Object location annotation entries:
BEGIN
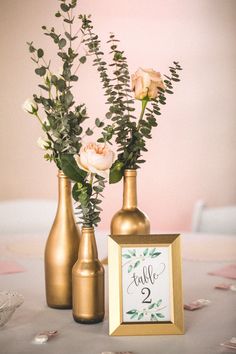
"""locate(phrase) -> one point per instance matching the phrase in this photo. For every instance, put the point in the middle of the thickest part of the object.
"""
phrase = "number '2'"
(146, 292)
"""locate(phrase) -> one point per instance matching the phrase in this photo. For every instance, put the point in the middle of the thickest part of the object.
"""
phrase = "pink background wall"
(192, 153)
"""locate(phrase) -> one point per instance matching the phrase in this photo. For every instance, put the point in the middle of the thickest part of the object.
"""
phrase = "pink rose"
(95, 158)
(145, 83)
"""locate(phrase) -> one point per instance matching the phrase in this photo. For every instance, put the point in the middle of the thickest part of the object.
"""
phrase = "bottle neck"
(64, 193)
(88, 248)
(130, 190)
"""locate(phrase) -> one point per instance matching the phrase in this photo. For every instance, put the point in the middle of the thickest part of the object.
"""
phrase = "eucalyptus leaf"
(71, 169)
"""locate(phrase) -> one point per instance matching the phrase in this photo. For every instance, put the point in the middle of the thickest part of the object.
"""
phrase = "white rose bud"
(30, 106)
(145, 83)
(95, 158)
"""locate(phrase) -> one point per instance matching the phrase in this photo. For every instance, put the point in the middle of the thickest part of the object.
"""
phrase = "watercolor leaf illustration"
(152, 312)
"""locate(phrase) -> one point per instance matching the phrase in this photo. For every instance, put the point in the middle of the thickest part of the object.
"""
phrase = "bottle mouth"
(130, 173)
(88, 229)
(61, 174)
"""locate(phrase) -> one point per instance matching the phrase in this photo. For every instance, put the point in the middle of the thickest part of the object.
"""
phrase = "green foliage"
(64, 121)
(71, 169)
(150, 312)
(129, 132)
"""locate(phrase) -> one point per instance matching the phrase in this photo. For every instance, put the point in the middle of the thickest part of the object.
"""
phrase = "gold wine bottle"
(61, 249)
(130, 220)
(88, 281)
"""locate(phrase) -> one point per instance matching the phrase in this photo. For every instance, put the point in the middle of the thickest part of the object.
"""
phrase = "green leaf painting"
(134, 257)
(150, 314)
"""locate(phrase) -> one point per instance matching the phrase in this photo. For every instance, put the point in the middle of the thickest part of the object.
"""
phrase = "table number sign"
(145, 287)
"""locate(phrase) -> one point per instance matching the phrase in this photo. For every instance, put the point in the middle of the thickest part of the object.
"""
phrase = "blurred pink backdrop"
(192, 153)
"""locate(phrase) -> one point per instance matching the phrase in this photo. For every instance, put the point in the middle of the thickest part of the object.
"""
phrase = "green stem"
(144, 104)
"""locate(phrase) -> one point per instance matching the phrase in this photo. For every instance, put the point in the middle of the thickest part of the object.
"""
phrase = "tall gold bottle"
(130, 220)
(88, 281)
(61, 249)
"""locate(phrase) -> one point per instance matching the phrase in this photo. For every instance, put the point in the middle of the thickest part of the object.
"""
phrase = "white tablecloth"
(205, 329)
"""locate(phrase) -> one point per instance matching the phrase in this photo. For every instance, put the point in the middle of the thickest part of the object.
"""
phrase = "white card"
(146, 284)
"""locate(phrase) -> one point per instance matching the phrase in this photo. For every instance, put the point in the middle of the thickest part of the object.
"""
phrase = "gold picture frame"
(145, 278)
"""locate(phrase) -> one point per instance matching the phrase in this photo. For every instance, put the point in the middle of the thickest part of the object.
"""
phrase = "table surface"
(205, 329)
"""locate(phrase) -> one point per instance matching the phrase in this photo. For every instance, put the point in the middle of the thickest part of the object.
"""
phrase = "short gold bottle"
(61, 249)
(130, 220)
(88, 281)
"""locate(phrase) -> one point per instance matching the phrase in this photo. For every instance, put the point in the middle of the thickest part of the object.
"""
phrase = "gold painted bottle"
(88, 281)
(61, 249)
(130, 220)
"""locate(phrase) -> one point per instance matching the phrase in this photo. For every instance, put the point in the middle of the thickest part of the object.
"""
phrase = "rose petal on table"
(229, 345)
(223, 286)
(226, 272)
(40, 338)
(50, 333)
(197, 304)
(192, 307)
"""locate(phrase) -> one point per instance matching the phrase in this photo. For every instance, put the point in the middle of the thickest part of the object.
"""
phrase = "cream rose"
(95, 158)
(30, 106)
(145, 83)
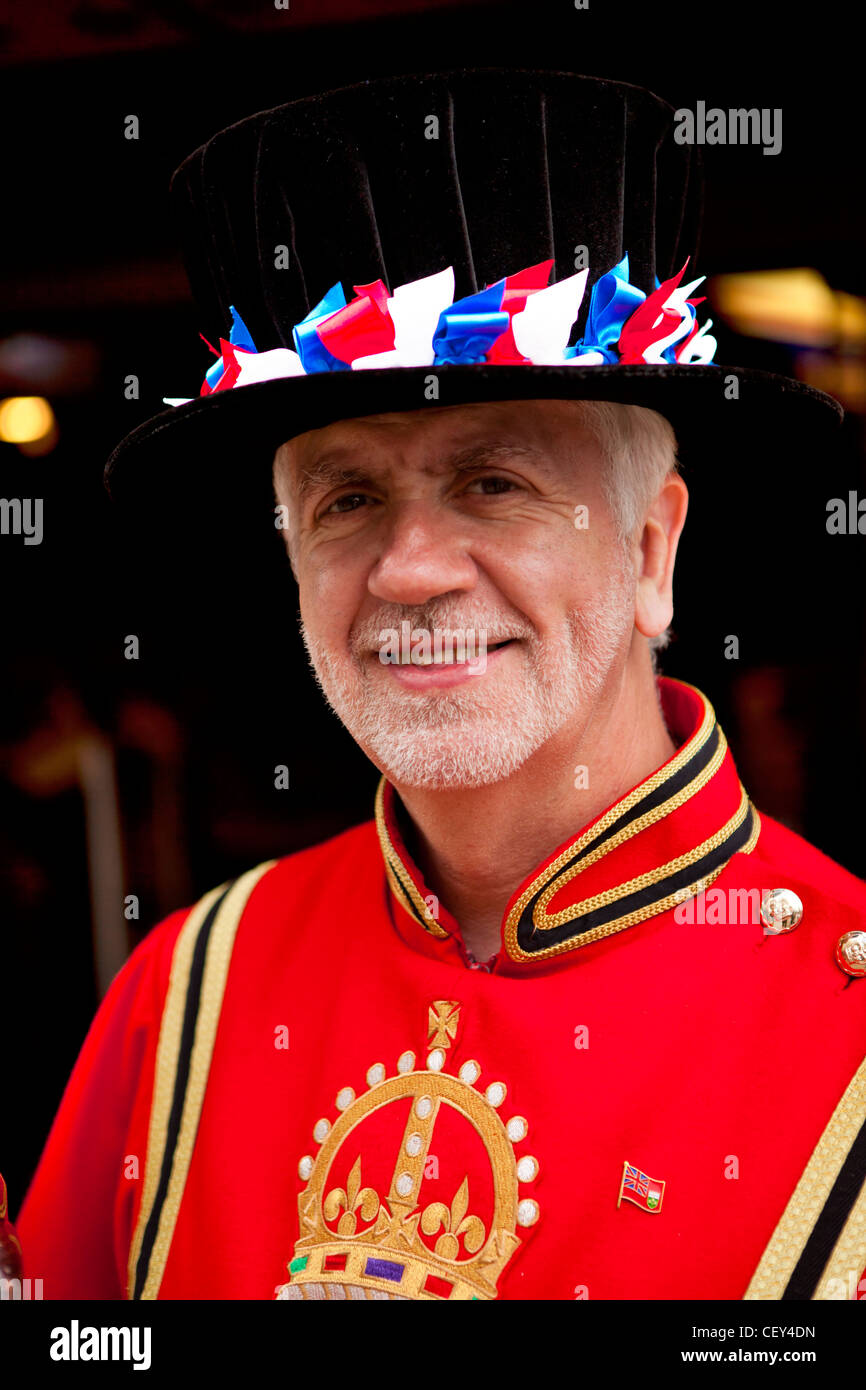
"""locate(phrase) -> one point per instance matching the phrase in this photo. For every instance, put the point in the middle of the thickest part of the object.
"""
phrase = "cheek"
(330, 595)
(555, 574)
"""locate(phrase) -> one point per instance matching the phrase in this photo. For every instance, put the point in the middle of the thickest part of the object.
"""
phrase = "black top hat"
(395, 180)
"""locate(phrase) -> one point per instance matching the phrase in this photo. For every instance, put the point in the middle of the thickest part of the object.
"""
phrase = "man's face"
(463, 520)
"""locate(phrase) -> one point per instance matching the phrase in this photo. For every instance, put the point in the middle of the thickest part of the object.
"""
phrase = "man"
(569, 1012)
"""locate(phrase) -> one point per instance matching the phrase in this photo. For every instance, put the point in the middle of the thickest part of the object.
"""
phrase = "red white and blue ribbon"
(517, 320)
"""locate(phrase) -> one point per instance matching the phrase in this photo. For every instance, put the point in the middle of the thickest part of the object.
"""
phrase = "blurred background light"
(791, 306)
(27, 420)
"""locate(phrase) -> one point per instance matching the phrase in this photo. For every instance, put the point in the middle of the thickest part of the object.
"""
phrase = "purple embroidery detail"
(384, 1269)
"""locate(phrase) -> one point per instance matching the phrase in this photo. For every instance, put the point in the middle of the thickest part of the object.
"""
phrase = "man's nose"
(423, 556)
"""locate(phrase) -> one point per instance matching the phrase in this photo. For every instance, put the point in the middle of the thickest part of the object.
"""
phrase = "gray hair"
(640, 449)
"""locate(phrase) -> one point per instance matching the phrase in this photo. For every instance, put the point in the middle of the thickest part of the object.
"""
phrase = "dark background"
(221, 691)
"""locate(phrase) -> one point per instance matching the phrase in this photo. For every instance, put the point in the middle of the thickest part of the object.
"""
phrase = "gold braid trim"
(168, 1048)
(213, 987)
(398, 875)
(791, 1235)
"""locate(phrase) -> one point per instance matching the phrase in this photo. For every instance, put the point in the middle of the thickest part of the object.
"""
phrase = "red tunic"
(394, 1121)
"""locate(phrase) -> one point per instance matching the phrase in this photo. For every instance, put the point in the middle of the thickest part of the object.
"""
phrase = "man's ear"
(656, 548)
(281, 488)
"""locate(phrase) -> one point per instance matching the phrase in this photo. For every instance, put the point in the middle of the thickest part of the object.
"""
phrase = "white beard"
END
BEGIN
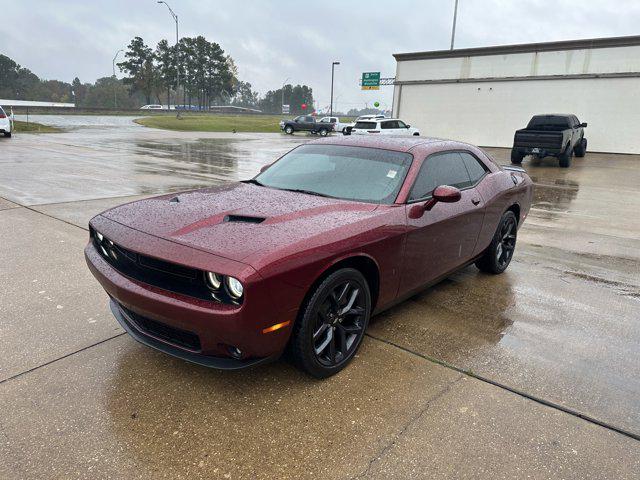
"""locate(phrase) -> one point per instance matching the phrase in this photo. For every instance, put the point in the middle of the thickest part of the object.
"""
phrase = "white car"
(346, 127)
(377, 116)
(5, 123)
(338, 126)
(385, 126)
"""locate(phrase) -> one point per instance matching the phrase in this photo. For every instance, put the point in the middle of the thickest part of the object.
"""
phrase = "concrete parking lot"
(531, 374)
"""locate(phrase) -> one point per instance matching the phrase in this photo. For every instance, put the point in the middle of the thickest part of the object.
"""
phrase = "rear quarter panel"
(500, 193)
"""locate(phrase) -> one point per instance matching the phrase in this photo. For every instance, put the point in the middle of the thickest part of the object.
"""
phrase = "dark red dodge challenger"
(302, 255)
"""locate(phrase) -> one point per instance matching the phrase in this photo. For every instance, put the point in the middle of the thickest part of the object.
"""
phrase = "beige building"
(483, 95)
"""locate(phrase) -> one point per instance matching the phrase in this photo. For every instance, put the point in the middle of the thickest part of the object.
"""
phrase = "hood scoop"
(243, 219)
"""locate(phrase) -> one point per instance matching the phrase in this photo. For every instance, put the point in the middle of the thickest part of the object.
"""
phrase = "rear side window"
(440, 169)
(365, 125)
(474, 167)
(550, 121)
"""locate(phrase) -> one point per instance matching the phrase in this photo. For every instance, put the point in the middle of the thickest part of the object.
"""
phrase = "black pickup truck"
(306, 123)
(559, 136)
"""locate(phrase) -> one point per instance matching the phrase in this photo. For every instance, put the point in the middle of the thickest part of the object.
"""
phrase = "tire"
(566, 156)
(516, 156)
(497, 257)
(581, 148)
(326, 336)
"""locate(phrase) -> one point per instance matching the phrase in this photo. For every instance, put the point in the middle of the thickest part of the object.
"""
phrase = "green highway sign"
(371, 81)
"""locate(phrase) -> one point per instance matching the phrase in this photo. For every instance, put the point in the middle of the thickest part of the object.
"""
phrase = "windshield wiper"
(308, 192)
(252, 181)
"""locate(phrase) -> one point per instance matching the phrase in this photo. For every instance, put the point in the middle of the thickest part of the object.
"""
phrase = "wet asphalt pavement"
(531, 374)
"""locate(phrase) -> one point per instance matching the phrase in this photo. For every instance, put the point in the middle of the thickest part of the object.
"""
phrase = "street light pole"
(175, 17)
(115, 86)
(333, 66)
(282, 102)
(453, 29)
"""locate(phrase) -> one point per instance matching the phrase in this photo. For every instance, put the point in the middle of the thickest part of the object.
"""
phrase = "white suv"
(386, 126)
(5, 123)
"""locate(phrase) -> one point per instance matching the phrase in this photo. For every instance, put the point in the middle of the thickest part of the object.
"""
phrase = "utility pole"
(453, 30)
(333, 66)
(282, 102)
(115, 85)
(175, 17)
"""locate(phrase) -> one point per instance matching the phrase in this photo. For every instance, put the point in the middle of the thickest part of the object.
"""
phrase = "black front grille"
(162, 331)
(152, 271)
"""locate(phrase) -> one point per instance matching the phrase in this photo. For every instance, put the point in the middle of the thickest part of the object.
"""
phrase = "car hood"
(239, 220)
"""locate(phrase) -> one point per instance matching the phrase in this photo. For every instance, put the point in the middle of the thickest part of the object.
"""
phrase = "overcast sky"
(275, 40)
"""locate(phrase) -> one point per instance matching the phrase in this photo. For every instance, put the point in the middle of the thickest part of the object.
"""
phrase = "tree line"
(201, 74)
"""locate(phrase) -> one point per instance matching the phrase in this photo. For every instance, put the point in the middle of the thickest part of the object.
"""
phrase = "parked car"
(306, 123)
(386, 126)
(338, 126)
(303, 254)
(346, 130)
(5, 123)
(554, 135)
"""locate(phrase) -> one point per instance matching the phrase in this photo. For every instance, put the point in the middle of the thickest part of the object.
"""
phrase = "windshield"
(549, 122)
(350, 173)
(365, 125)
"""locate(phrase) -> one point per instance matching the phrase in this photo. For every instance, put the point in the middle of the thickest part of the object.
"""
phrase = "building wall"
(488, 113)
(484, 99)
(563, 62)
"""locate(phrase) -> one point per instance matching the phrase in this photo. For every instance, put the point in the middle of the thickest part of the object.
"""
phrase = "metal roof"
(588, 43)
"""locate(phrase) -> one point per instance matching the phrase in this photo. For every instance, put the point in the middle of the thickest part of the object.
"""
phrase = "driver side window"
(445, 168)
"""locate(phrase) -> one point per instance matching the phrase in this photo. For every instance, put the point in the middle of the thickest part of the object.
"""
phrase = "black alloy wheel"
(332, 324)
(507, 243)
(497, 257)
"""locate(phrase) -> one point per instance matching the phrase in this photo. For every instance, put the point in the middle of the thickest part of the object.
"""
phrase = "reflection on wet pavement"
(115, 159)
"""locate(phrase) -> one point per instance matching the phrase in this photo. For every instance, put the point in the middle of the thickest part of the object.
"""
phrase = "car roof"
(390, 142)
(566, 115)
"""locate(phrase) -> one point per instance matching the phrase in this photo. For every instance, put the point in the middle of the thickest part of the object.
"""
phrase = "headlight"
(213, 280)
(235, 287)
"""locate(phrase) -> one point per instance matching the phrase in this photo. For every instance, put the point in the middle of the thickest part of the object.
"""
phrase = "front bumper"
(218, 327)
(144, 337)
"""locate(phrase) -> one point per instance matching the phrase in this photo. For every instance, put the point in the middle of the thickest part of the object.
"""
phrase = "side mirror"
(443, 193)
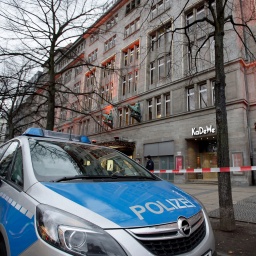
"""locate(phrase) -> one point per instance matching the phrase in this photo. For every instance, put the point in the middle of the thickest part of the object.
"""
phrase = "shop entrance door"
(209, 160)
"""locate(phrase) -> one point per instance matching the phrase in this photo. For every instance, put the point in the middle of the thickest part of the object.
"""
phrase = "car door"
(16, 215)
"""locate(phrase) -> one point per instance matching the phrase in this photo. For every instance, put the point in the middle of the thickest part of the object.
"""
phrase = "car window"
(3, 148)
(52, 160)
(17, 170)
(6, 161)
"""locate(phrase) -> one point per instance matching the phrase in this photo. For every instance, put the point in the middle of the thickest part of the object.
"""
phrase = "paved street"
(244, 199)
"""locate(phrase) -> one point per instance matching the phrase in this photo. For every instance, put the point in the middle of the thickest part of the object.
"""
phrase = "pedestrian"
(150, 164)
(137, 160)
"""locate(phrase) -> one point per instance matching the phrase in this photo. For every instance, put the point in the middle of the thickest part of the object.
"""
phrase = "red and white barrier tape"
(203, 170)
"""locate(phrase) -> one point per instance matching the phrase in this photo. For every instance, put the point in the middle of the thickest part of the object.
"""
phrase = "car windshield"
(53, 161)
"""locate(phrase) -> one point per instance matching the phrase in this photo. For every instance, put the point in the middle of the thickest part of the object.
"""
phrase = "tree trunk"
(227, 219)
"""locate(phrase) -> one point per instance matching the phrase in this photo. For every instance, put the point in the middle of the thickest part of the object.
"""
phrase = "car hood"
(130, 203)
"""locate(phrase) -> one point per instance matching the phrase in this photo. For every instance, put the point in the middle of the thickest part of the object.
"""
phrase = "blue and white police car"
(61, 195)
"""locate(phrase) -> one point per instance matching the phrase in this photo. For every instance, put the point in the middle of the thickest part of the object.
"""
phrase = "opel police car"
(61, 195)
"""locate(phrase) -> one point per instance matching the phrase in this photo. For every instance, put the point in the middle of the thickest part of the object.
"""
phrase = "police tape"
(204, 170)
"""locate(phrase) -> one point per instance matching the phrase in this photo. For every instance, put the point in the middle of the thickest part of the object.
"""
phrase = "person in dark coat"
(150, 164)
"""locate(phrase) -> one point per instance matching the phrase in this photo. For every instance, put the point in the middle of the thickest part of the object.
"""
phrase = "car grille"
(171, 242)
END
BEGIN
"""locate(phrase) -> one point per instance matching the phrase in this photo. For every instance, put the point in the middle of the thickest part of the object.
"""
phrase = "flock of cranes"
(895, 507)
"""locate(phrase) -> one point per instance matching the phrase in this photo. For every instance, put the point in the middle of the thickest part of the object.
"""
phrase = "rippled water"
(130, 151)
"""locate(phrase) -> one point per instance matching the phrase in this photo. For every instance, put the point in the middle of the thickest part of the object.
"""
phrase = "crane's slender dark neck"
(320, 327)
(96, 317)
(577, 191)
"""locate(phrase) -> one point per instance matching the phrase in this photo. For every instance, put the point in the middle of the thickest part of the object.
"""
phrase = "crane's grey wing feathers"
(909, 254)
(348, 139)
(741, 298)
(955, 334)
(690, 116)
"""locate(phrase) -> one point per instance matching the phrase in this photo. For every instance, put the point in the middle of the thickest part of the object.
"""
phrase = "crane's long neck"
END
• **What to work on**
Count the lines in the entries above that contain the string "black", matching case exactly. Give only the number.

• **The solution**
4